• WHAT TO WORK ON: List each line of the data in which the string "longtail" appears.

[Region pointing data]
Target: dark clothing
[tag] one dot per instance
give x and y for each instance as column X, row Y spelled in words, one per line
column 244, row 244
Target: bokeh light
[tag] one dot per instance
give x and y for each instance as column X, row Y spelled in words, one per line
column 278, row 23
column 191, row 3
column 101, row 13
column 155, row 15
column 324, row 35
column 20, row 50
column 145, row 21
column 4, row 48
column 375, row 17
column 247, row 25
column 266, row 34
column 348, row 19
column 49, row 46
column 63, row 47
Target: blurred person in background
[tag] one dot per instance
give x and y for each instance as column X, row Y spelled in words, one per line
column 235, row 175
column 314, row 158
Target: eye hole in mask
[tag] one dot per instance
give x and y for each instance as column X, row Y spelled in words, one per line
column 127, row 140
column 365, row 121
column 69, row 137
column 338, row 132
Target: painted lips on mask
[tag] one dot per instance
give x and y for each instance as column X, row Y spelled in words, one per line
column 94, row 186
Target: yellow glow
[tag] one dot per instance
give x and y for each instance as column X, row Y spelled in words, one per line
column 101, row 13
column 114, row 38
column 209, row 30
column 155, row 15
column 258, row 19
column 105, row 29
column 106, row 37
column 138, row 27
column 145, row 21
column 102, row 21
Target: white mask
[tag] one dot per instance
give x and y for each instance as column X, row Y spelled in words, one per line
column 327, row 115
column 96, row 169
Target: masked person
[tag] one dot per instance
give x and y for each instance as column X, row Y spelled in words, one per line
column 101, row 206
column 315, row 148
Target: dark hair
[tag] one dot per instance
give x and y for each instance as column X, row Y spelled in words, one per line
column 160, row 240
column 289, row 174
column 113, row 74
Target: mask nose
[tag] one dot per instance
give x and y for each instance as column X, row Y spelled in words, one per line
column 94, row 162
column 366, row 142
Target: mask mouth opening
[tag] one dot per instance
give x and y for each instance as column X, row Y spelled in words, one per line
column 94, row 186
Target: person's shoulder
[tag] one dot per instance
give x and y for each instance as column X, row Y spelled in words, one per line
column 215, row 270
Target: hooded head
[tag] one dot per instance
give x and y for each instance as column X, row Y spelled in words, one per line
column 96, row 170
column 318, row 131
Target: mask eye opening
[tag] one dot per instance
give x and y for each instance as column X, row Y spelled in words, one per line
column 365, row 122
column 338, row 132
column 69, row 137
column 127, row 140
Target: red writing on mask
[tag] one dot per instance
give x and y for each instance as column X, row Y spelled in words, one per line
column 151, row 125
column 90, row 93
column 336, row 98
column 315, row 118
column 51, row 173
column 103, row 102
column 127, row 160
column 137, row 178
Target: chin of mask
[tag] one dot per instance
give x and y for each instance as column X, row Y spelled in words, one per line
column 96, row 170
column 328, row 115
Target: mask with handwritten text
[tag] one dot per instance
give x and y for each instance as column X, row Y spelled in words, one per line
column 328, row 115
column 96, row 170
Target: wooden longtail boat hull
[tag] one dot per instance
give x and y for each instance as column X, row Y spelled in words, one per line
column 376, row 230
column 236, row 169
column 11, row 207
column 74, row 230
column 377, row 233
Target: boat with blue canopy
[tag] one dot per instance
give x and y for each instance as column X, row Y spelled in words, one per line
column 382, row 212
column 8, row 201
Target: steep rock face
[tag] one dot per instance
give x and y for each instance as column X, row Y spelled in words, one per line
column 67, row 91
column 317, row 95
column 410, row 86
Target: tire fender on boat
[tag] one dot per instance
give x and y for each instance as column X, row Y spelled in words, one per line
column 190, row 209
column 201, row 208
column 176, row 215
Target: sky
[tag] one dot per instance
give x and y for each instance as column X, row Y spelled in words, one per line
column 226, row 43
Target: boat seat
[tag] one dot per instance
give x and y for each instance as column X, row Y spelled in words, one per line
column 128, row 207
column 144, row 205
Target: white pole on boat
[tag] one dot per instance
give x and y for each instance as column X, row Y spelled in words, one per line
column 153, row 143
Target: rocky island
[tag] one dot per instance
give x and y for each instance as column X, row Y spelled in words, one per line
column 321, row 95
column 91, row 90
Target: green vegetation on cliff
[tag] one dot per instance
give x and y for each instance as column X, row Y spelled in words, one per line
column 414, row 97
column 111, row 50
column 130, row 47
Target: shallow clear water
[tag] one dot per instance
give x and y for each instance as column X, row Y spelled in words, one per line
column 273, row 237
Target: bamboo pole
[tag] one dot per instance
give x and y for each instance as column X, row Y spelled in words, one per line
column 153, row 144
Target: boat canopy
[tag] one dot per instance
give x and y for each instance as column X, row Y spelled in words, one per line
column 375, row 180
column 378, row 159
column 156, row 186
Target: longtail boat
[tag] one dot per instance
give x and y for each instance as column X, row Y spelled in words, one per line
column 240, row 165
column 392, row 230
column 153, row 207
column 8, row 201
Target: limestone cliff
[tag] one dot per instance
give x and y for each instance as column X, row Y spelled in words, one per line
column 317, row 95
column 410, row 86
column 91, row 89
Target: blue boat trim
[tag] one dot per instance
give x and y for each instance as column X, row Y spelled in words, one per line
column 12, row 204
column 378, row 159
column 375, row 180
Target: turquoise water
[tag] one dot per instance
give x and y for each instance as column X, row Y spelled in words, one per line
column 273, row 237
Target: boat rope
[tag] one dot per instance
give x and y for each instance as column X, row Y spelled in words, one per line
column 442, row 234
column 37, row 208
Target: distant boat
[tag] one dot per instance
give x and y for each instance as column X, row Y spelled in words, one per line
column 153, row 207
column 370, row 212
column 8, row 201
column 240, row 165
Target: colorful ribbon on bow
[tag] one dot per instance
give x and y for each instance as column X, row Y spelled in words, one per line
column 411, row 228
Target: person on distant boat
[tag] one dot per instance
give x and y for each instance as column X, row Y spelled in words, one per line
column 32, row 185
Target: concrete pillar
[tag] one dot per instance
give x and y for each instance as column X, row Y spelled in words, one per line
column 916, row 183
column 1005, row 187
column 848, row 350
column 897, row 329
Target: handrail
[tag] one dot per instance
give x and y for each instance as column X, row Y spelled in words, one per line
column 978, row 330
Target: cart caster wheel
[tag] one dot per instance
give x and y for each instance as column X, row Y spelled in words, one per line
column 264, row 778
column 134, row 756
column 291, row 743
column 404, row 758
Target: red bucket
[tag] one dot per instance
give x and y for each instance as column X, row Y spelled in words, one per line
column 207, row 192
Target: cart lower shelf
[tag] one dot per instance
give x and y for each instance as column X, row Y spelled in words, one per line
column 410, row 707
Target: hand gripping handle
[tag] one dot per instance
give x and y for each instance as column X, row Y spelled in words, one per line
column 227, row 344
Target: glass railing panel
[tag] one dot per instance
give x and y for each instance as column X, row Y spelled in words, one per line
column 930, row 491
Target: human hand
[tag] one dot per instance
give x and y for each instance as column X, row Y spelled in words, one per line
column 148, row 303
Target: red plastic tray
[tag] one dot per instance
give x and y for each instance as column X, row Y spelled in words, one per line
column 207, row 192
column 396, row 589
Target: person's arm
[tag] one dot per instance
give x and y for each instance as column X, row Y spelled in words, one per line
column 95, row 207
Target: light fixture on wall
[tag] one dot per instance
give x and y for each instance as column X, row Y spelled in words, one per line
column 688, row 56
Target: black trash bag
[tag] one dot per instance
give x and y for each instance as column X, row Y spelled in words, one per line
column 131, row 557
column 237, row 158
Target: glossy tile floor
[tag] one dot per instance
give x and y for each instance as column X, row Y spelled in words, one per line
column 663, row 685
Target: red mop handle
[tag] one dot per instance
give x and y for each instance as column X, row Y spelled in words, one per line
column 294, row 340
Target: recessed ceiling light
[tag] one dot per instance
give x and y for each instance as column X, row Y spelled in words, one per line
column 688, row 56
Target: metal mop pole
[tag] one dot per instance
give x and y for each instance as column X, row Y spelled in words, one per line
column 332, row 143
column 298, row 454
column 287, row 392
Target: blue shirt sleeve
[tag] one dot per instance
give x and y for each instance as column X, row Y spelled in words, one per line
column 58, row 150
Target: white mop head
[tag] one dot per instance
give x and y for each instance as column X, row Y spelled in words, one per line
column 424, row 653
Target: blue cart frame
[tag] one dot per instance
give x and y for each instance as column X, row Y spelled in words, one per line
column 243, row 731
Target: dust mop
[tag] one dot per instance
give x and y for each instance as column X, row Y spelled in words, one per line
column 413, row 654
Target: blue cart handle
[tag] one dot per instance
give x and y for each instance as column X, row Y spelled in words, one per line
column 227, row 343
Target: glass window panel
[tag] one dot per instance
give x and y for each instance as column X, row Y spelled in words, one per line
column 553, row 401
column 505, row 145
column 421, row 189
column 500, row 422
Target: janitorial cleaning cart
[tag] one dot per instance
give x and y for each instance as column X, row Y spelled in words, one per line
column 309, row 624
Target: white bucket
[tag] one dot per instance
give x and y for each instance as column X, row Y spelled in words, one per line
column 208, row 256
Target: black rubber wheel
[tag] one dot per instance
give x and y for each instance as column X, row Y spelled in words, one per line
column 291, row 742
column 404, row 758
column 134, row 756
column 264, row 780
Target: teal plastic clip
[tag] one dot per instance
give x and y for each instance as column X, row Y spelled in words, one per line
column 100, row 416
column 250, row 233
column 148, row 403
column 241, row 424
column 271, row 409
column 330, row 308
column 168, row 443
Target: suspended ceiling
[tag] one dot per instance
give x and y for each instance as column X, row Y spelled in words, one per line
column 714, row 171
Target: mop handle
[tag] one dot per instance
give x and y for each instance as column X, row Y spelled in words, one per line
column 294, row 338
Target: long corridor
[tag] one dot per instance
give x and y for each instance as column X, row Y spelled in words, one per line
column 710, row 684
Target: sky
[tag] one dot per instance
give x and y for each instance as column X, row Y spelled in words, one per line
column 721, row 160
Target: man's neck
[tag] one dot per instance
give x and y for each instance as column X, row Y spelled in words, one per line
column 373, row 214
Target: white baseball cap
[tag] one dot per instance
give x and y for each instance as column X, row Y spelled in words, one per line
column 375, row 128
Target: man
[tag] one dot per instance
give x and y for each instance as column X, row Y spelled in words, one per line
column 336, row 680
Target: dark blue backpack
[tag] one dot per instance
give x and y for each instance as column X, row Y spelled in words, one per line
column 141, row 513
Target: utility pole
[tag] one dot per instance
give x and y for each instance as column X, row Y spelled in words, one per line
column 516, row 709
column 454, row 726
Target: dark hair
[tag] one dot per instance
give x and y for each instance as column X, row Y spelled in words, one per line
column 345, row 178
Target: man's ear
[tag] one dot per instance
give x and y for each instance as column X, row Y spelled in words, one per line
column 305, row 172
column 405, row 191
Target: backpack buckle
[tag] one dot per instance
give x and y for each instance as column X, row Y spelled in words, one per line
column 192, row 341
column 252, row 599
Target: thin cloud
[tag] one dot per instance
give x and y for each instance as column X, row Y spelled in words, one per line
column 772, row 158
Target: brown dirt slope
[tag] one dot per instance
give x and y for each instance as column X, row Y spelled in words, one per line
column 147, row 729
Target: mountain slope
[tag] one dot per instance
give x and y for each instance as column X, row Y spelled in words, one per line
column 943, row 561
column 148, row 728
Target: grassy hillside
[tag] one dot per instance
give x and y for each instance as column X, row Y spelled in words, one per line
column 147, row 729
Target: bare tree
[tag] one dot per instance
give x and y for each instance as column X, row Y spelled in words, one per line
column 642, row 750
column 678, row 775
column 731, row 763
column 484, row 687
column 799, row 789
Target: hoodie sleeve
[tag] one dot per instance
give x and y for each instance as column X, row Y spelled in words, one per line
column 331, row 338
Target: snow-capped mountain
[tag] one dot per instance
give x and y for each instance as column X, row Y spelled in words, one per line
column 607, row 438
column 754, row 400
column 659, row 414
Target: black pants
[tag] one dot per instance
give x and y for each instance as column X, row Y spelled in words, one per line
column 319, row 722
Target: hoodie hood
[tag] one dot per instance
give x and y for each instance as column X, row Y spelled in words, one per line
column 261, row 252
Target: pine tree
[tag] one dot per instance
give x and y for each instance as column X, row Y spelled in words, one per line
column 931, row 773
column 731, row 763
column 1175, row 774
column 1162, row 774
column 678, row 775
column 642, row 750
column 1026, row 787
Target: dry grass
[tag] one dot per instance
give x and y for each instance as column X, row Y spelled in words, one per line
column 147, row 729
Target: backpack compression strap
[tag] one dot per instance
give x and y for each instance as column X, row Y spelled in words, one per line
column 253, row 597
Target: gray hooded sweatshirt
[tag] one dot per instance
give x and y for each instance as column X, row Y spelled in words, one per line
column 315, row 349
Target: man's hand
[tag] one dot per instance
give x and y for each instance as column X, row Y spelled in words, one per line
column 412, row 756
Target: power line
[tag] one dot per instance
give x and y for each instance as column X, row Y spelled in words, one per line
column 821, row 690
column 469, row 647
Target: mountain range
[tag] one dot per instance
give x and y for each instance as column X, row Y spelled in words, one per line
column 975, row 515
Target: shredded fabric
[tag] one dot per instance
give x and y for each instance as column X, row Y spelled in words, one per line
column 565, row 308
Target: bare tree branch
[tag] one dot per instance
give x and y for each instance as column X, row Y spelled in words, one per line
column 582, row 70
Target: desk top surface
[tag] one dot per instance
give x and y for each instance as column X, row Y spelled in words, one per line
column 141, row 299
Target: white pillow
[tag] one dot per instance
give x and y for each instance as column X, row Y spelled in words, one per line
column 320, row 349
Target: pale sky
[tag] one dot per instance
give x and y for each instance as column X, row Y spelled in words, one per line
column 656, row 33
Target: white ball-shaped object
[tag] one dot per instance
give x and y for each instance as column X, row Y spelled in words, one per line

• ANSWER BELOW:
Target: wooden longtail boat hull
Target: longtail boat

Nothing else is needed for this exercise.